**GIVEN REQUEST:** Convert the records below into a two-column CSV with the columns text and answer, using one row per record. Put the record's text and its answer each in a single quoted field, with line breaks replaced by spaces.

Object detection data

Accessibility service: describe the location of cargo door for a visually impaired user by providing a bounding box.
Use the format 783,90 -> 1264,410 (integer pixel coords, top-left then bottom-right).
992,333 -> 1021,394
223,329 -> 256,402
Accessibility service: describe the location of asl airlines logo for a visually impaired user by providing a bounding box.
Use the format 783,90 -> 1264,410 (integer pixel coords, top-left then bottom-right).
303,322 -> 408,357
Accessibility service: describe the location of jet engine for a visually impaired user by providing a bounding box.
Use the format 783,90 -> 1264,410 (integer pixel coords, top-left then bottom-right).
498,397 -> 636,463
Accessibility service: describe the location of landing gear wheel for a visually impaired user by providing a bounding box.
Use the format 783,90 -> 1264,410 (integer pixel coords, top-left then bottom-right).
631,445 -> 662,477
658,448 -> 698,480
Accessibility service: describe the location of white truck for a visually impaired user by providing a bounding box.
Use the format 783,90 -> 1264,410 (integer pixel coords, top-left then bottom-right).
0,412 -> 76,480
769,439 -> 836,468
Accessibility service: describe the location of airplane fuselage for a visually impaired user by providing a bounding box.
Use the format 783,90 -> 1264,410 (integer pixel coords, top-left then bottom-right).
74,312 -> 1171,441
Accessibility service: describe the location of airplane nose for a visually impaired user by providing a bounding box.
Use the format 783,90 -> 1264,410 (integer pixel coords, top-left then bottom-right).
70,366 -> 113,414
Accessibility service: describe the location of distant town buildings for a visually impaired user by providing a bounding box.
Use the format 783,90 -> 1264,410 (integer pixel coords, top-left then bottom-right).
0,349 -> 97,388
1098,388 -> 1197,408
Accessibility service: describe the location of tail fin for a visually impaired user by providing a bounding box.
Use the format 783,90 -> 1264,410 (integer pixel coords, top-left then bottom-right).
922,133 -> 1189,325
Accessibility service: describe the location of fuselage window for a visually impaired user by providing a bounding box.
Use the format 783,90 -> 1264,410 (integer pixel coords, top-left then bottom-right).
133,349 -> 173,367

**TASK SOLUTION:**
text,answer
"Accessibility service: describe the location of cargo door for a visually impaired user by providing a bounding box. Use the format 783,90 -> 1264,410 (integer pixel coords, top-left then bottom-right).","992,333 -> 1021,394 223,329 -> 256,402"
"Accessibility service: describe the location of asl airlines logo for a visually impaired user by providing a bounding box. Use the format 783,90 -> 1264,410 (integer pixel coords, top-left then bottom-right).","303,322 -> 408,357"
"Accessibility service: describe the location of jet engine for a visually impaired user by providing a bounding box. Use the format 783,90 -> 1264,410 (integer pixel coords, top-left then bottom-right).","498,397 -> 636,463"
"Accessibility service: describe the location of landing gear wheel for a visually impaired user by providing a bounding box. Use the format 783,90 -> 1264,410 (integer pixel coords, top-left then bottom-right).","631,445 -> 662,477 658,448 -> 698,480"
"Accessibility service: describe the location of white truck for a visually impaired user by providing a bounding box. Use the format 783,90 -> 1264,410 (integer pixel coords, top-left then bottom-right).","0,412 -> 76,480 769,439 -> 836,468"
"Accessibility service: describe the location of airplane fuselage for a visually impaired user by providing a bounding box. Use the format 783,90 -> 1264,410 (integer pixel coords, top-left then bottom-right).","74,312 -> 1171,441"
"Accessibility service: describe the location of airplane nose for a visually impaired user by providing a bounding box. Use the format 783,90 -> 1264,410 (integer pixel coords, top-left then bottom-right).","70,366 -> 113,414"
"Accessibility service: describe the location of distant town buildings for a visually impaired user by providing a bounding box. Use the format 783,90 -> 1264,410 (integer pixel coords, top-left then bottom-right).","0,349 -> 97,388 1098,388 -> 1197,408"
"Accessibility service: describe the location of tail fin for a visually impaired user by providing a bounding box. Use the format 783,90 -> 1264,410 (integer pixel coords, top-left then bottom-right).","922,133 -> 1189,325"
"Accessibility service: describe the location of fuselage window for a visually impaired user by providing a bounding box. Use the format 783,90 -> 1264,410 (integer pixel coords, top-left then bottom-right).","133,349 -> 173,367"